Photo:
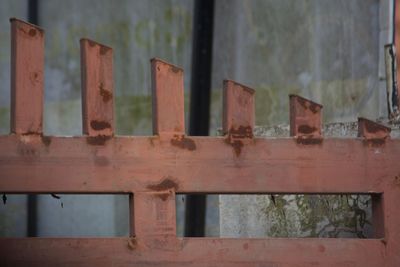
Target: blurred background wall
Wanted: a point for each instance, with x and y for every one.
(328, 51)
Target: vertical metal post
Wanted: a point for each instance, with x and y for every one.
(200, 101)
(33, 17)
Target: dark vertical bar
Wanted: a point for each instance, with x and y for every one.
(200, 102)
(33, 17)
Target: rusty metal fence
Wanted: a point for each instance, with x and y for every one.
(153, 169)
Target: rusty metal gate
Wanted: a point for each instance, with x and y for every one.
(153, 169)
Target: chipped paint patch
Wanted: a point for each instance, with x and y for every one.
(183, 142)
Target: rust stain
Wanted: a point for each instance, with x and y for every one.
(101, 161)
(235, 136)
(236, 144)
(167, 183)
(163, 196)
(308, 140)
(91, 43)
(314, 108)
(241, 132)
(104, 50)
(397, 180)
(99, 125)
(175, 69)
(132, 243)
(183, 142)
(46, 140)
(99, 140)
(105, 94)
(306, 129)
(152, 139)
(32, 32)
(374, 142)
(374, 127)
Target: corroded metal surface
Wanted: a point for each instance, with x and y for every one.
(27, 64)
(153, 169)
(97, 89)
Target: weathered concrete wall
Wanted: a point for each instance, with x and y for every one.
(324, 50)
(298, 215)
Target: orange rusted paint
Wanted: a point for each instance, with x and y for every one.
(274, 165)
(305, 120)
(27, 64)
(238, 115)
(196, 252)
(153, 169)
(97, 89)
(168, 102)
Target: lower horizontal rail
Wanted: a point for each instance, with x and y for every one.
(193, 252)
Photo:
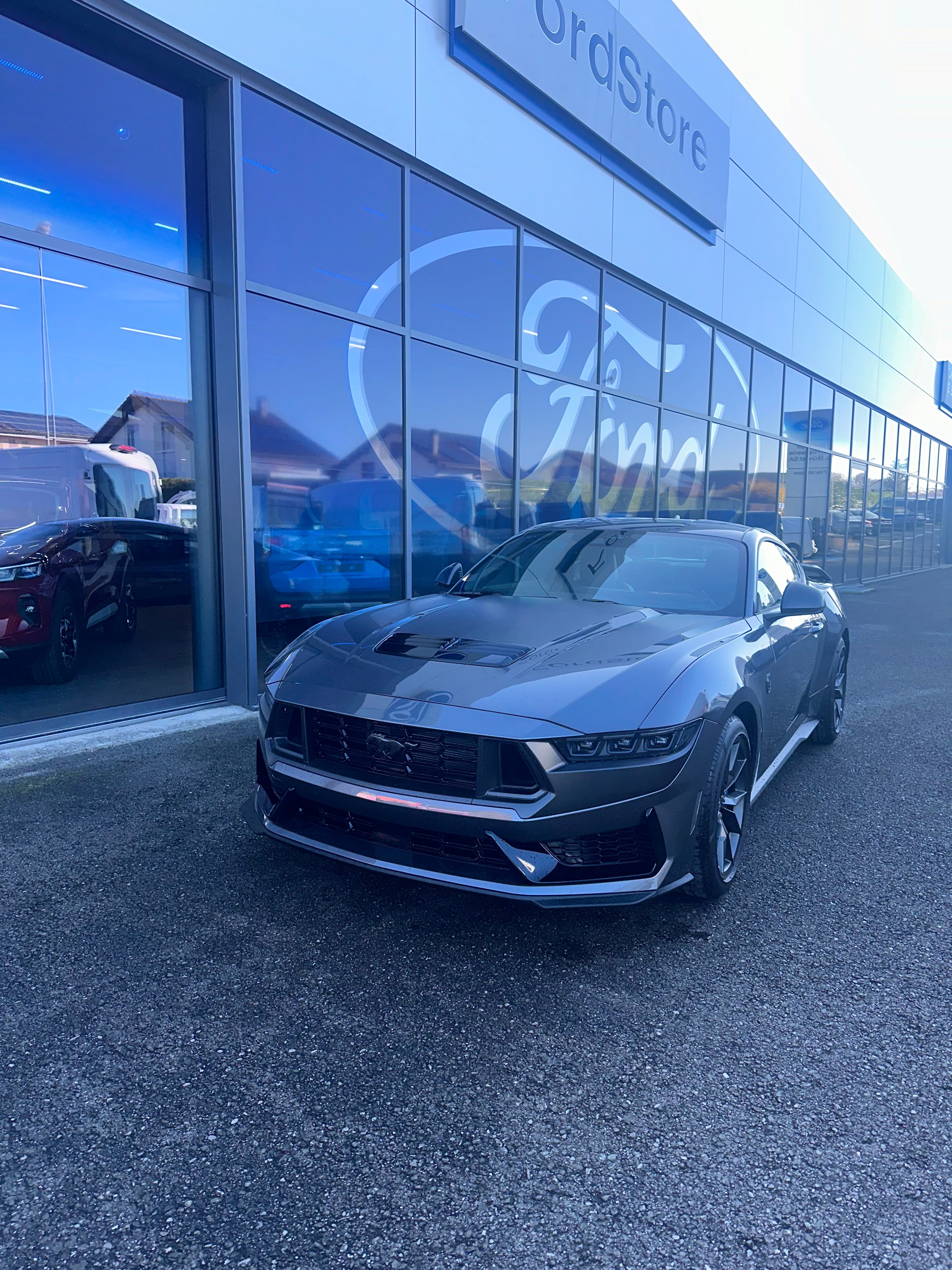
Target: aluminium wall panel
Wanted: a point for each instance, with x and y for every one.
(354, 60)
(756, 304)
(469, 131)
(761, 229)
(818, 343)
(823, 219)
(820, 281)
(658, 249)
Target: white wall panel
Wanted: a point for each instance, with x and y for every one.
(756, 304)
(894, 345)
(898, 299)
(471, 133)
(658, 249)
(760, 229)
(865, 263)
(823, 219)
(765, 154)
(667, 28)
(860, 369)
(862, 317)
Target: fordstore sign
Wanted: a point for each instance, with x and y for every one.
(581, 68)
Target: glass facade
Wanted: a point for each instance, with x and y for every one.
(424, 376)
(687, 421)
(108, 511)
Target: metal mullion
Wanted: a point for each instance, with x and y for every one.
(231, 412)
(597, 441)
(660, 416)
(64, 247)
(827, 503)
(408, 420)
(517, 376)
(710, 421)
(320, 306)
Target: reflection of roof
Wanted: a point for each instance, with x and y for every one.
(146, 408)
(446, 451)
(23, 430)
(275, 439)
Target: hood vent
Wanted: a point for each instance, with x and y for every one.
(439, 648)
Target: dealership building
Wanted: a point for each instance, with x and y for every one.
(303, 301)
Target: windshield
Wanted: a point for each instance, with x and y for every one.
(644, 568)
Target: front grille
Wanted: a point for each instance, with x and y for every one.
(418, 758)
(309, 817)
(632, 848)
(630, 853)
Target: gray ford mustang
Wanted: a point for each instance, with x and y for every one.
(586, 718)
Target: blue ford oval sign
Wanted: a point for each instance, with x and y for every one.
(586, 72)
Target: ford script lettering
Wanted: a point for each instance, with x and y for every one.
(586, 72)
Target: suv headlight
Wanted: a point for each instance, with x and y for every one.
(629, 745)
(14, 573)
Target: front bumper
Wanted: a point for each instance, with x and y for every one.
(382, 828)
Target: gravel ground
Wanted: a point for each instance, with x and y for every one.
(224, 1052)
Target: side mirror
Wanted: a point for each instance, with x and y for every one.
(800, 600)
(447, 578)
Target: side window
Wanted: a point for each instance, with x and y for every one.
(108, 484)
(144, 496)
(775, 571)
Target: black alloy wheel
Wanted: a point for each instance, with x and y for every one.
(723, 815)
(835, 700)
(59, 661)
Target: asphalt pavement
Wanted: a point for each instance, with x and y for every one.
(218, 1051)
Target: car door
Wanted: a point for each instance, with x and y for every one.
(796, 646)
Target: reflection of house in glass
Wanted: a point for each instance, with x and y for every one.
(18, 428)
(159, 426)
(286, 465)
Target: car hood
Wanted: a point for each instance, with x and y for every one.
(575, 665)
(17, 545)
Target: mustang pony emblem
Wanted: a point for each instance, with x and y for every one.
(389, 748)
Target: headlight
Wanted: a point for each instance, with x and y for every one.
(22, 571)
(266, 703)
(629, 745)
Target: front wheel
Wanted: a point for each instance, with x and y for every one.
(724, 813)
(59, 661)
(121, 626)
(835, 700)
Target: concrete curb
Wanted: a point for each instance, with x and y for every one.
(82, 741)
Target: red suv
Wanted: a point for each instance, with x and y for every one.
(66, 563)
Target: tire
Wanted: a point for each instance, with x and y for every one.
(59, 662)
(723, 817)
(121, 628)
(835, 700)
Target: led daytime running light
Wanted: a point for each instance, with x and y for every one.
(630, 745)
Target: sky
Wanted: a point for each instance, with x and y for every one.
(862, 89)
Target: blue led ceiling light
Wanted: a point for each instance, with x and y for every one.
(22, 185)
(21, 70)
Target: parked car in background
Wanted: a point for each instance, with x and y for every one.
(344, 548)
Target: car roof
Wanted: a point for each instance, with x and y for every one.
(714, 528)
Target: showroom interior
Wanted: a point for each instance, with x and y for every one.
(273, 366)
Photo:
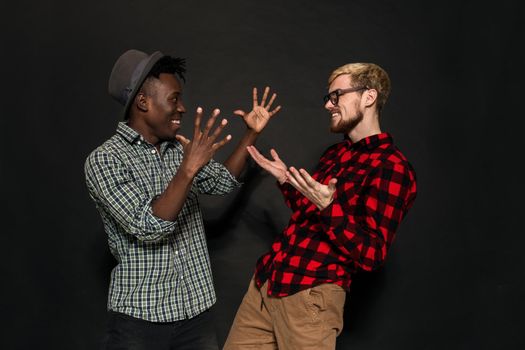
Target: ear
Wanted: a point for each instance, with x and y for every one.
(370, 97)
(141, 101)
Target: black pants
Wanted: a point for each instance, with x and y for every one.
(130, 333)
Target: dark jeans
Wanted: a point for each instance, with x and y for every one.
(130, 333)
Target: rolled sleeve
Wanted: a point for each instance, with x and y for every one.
(214, 178)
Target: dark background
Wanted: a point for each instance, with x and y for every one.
(454, 278)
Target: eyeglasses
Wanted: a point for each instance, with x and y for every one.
(334, 95)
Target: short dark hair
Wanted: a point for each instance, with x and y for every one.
(170, 65)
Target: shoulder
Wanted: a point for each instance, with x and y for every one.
(109, 152)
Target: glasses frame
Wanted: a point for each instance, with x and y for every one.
(333, 96)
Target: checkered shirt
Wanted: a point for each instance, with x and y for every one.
(163, 269)
(376, 186)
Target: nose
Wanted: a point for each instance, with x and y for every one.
(328, 105)
(180, 106)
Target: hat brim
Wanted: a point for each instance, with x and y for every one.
(152, 59)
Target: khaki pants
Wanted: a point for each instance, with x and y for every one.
(310, 319)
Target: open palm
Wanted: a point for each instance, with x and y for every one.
(260, 114)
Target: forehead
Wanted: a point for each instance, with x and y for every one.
(341, 82)
(168, 83)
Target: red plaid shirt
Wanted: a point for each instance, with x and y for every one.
(376, 186)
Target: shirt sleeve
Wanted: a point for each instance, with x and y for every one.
(363, 226)
(115, 191)
(214, 178)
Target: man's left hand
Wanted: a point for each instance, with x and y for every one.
(319, 194)
(260, 114)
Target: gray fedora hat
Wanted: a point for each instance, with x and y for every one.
(128, 74)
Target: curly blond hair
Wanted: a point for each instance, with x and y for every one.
(366, 74)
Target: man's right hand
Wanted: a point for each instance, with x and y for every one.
(276, 167)
(200, 150)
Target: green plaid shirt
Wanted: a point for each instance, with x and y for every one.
(163, 272)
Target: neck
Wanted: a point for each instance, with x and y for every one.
(139, 126)
(367, 127)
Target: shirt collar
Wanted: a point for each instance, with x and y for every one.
(370, 142)
(128, 133)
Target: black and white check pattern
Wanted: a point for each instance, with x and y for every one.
(163, 272)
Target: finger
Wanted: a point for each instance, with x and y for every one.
(265, 95)
(277, 109)
(307, 178)
(274, 95)
(254, 94)
(258, 157)
(298, 177)
(291, 179)
(274, 155)
(210, 122)
(332, 183)
(224, 141)
(183, 140)
(218, 130)
(197, 123)
(239, 112)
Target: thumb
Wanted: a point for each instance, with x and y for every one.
(184, 141)
(239, 112)
(331, 184)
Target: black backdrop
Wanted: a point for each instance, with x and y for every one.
(454, 278)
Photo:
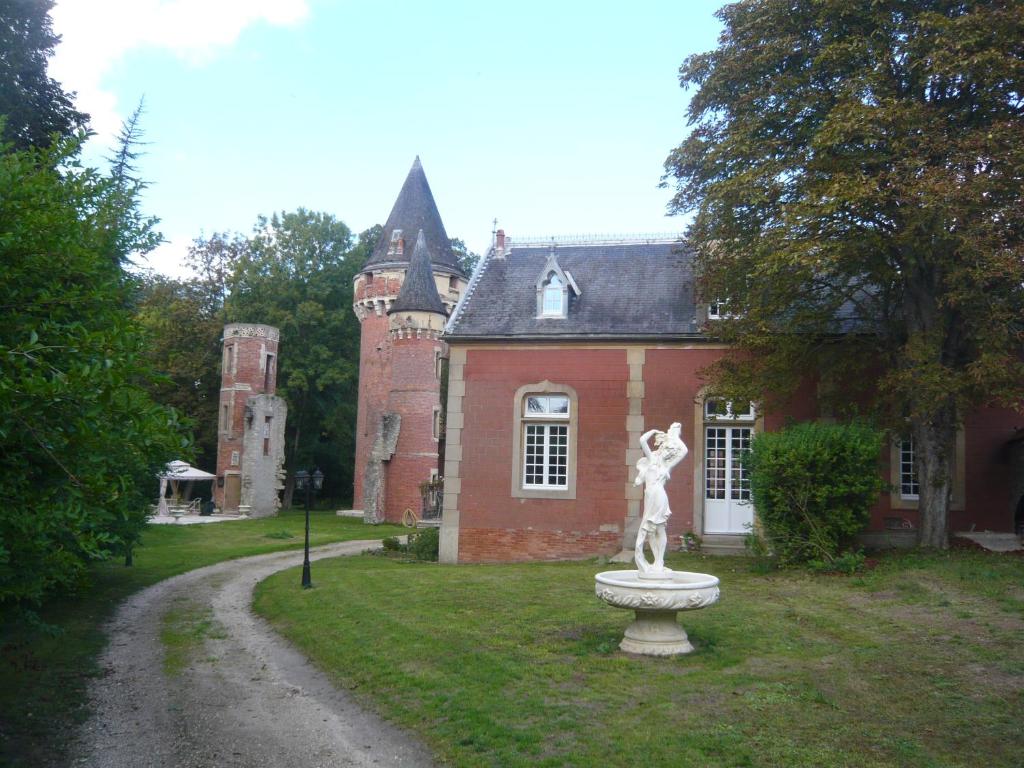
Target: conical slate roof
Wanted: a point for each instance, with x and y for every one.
(418, 291)
(415, 211)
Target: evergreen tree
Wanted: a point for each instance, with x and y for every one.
(33, 105)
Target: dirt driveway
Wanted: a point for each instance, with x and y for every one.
(242, 697)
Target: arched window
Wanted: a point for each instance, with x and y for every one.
(544, 443)
(553, 297)
(728, 430)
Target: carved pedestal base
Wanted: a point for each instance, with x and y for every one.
(655, 633)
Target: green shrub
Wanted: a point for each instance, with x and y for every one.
(423, 544)
(813, 485)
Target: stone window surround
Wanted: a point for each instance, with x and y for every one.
(957, 503)
(544, 387)
(547, 288)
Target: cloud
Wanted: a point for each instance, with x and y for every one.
(97, 33)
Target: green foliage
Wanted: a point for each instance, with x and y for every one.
(862, 161)
(424, 544)
(813, 485)
(295, 272)
(32, 105)
(184, 327)
(466, 258)
(848, 563)
(80, 440)
(48, 658)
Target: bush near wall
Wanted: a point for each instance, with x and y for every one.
(813, 486)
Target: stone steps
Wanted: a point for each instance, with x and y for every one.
(723, 544)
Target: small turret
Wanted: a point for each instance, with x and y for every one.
(407, 289)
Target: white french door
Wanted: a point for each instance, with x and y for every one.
(727, 487)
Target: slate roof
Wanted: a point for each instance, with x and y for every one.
(641, 289)
(415, 210)
(419, 291)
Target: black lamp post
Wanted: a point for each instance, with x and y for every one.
(302, 482)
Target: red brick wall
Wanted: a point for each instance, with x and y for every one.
(495, 525)
(511, 545)
(375, 381)
(247, 371)
(415, 392)
(987, 476)
(672, 385)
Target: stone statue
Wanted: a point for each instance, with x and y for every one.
(653, 470)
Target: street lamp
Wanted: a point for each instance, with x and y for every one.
(303, 481)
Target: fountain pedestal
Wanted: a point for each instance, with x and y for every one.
(655, 600)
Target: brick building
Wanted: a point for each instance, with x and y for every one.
(562, 355)
(251, 422)
(402, 297)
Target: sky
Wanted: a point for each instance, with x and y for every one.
(555, 118)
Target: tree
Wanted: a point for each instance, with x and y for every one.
(296, 273)
(467, 259)
(857, 173)
(183, 329)
(33, 104)
(80, 440)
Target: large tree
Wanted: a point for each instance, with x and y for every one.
(857, 171)
(33, 105)
(81, 441)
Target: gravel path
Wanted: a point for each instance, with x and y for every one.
(246, 697)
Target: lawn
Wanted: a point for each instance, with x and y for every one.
(44, 671)
(916, 663)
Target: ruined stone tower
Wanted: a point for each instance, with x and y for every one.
(251, 426)
(402, 308)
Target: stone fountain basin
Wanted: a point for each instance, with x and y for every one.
(655, 601)
(677, 590)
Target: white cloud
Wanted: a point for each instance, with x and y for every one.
(97, 33)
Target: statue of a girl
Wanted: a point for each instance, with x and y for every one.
(653, 471)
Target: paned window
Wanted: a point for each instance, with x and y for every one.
(554, 296)
(908, 487)
(546, 441)
(718, 410)
(725, 474)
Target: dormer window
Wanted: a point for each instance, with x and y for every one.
(553, 297)
(397, 245)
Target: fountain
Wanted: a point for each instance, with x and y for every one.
(652, 591)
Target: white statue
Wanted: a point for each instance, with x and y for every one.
(653, 471)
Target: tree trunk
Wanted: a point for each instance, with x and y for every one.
(935, 444)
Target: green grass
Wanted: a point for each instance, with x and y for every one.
(916, 663)
(44, 672)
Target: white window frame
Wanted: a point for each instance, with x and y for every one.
(729, 414)
(908, 470)
(549, 426)
(524, 420)
(549, 288)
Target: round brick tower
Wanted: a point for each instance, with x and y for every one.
(416, 321)
(375, 291)
(249, 368)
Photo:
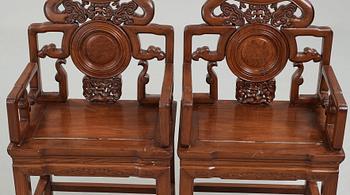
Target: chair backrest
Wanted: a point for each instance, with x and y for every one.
(258, 37)
(101, 37)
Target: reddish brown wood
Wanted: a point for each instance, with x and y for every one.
(254, 137)
(101, 136)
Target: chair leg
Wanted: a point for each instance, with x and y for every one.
(172, 172)
(164, 183)
(22, 182)
(48, 190)
(186, 183)
(329, 186)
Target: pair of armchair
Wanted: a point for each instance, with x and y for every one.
(251, 138)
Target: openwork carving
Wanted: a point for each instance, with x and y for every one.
(272, 12)
(102, 90)
(61, 78)
(115, 11)
(255, 92)
(283, 14)
(258, 14)
(143, 80)
(107, 10)
(153, 52)
(297, 81)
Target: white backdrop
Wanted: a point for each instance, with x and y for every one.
(17, 15)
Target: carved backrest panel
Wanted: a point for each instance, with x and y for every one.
(257, 40)
(101, 37)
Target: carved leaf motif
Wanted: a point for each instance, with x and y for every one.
(233, 12)
(154, 52)
(102, 90)
(258, 14)
(115, 11)
(200, 52)
(274, 14)
(283, 14)
(75, 10)
(123, 13)
(255, 92)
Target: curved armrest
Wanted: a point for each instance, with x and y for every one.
(337, 109)
(165, 105)
(18, 93)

········

* Stated goal:
Output an exact copy of the lines beginning at the one that holds "Target: pair of armchair" and running through the final line of the records.

* The reply:
Target: pair of armchair
Wanted: a point for each instance, with x and y for every one.
(251, 138)
Target: openwork carving
Wanted: a point for each instance, with x and y for every one.
(272, 12)
(102, 90)
(61, 78)
(115, 11)
(255, 92)
(283, 14)
(258, 14)
(143, 80)
(107, 10)
(153, 52)
(297, 81)
Target: white backdrop
Wanted: a point for each instance, with x and y for every one.
(17, 15)
Target: carved backrest panel
Wanted: a point for each instance, with x and y for every one.
(257, 40)
(101, 37)
Target: carved leaf motif
Wanted: a point for each instance, with x and y for every one.
(233, 12)
(154, 52)
(102, 90)
(258, 14)
(115, 11)
(200, 52)
(274, 14)
(283, 14)
(75, 10)
(123, 13)
(255, 92)
Target: curved armrest
Wanted: a point for each instance, with x and y for every one.
(337, 109)
(165, 105)
(18, 93)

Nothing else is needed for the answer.